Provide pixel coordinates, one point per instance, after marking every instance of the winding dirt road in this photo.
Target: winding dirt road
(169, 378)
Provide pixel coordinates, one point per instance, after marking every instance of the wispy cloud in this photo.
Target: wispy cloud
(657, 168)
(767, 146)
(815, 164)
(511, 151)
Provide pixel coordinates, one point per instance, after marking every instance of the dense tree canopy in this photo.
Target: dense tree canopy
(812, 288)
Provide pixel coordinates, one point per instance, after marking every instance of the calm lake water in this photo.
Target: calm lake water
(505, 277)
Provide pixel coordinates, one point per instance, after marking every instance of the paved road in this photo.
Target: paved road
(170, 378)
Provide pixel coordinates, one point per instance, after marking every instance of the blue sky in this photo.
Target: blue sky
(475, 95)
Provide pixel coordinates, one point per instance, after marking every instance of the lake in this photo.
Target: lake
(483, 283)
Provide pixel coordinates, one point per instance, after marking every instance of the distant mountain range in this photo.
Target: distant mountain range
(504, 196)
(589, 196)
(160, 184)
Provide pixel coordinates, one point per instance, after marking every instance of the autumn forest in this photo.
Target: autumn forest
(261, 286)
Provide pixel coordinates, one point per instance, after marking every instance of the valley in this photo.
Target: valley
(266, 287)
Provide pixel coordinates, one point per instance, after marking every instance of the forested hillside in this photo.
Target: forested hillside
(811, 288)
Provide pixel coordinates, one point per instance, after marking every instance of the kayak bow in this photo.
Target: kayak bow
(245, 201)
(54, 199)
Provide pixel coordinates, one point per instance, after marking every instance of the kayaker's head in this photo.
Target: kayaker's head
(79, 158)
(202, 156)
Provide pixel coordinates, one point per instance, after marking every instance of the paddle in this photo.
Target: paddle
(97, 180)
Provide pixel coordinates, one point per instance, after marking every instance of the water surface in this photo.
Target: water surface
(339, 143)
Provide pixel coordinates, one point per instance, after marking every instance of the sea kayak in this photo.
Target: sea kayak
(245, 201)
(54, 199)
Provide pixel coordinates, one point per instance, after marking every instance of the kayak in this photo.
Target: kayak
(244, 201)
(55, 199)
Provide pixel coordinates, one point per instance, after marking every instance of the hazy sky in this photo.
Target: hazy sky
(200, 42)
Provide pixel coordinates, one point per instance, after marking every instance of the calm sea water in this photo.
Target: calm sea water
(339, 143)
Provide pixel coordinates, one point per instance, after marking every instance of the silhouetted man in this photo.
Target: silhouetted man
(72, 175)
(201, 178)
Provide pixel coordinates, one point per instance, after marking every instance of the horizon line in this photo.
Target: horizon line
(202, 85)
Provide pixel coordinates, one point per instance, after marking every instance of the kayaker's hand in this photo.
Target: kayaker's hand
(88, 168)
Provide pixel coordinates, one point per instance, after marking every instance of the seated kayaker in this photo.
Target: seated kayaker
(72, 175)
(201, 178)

○ ○ ○ ○ ○ ○ ○

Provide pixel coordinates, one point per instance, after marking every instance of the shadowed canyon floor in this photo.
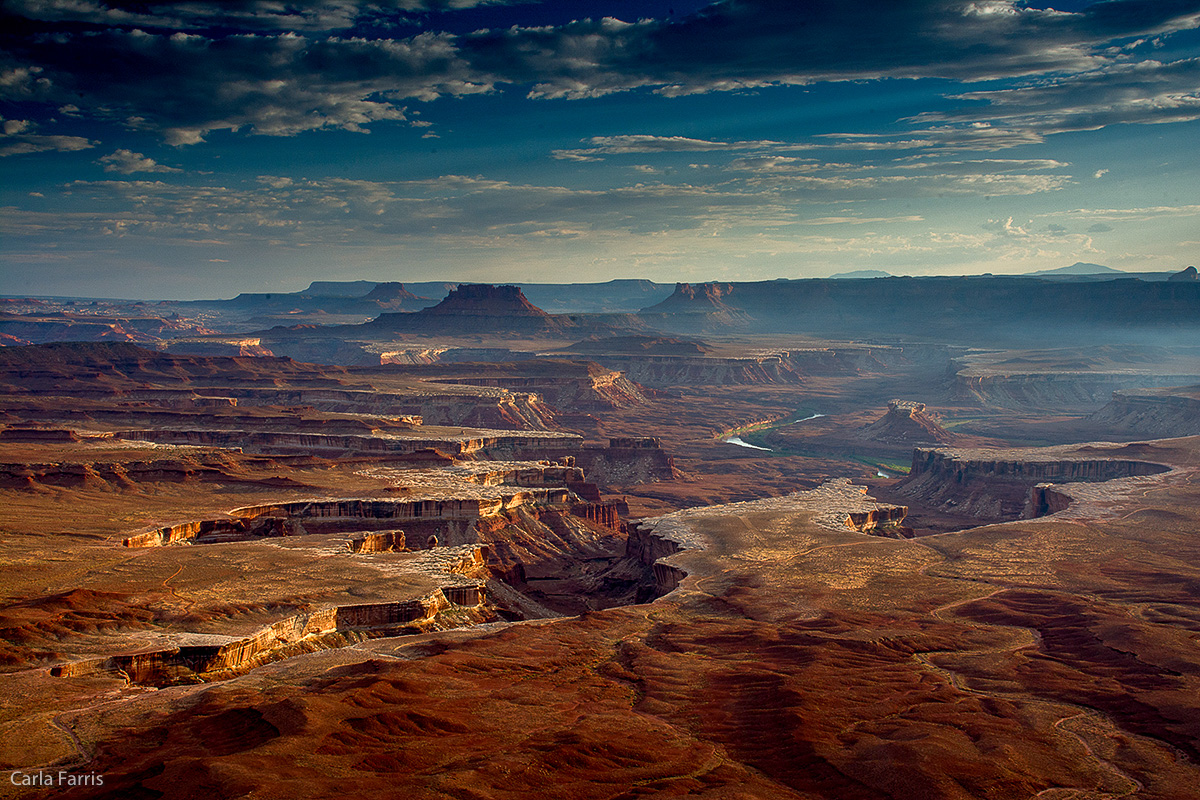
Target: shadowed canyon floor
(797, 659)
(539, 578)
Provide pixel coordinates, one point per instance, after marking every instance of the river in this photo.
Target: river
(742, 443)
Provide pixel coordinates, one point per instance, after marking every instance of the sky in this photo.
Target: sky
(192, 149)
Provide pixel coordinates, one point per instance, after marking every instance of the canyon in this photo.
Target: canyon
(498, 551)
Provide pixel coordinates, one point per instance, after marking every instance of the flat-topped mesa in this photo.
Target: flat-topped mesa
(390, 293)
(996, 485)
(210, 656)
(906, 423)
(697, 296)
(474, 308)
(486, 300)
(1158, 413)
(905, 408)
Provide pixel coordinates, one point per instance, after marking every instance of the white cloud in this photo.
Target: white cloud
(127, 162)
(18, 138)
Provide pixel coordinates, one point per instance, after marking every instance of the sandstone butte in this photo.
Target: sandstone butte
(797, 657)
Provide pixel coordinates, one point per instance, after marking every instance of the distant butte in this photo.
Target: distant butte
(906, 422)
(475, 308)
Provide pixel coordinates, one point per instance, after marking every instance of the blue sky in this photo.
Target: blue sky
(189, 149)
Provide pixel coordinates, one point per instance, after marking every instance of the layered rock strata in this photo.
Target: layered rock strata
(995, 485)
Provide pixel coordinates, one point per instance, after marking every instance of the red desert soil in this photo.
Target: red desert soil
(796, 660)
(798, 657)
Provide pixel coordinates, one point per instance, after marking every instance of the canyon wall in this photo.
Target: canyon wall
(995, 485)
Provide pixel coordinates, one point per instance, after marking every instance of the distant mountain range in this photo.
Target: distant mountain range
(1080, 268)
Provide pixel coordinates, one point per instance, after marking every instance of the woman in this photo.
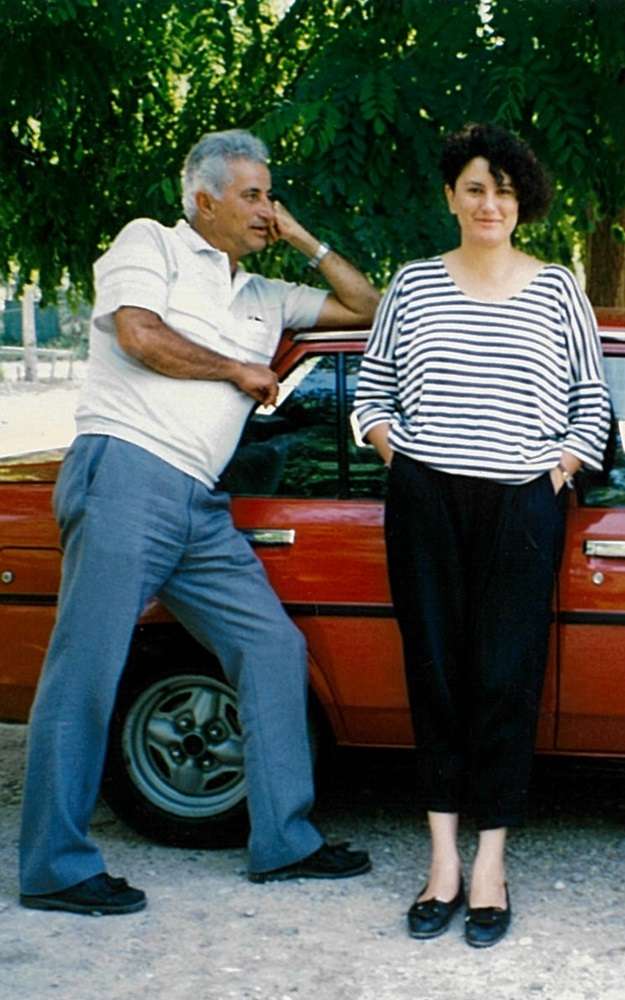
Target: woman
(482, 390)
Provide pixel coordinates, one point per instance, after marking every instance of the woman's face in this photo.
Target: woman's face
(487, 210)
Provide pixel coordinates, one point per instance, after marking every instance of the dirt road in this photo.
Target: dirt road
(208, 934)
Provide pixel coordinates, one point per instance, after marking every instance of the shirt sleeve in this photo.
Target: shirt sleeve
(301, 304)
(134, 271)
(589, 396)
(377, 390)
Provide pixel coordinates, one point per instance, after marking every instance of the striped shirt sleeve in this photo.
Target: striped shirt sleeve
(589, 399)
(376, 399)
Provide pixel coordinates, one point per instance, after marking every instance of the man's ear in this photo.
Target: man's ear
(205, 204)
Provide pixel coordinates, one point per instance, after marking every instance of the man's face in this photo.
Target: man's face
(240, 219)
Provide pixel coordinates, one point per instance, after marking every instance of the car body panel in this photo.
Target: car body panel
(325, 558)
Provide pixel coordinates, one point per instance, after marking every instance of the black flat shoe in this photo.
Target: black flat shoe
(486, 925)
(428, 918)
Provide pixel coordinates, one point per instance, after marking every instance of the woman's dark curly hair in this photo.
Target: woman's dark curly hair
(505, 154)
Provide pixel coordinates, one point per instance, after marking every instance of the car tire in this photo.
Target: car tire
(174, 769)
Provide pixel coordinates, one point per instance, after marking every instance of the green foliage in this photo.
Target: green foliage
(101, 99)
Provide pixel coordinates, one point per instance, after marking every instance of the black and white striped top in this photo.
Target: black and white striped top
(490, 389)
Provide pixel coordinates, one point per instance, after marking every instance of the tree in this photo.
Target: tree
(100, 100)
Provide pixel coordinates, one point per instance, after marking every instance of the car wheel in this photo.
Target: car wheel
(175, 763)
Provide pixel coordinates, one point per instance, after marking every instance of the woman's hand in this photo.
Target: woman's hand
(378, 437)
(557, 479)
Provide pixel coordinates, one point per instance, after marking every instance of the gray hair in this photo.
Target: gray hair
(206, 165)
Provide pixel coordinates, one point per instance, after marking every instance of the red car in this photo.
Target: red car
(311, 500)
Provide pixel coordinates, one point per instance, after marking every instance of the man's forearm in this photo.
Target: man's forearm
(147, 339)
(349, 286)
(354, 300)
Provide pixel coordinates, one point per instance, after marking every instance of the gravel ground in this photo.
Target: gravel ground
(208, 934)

○ ○ ○ ○ ○ ○ ○

- Problem description
Extract every line in the items that contains the string "white", matching case exactly.

- Solution to this problem
Provide pixel coordinates, one point per instance, after marking every instance of the white cloud in this photo.
Target: white cloud
Provide pixel coordinates, one point per instance, after marking every instance of the black and white striped top in this photo.
Target: black and white striped top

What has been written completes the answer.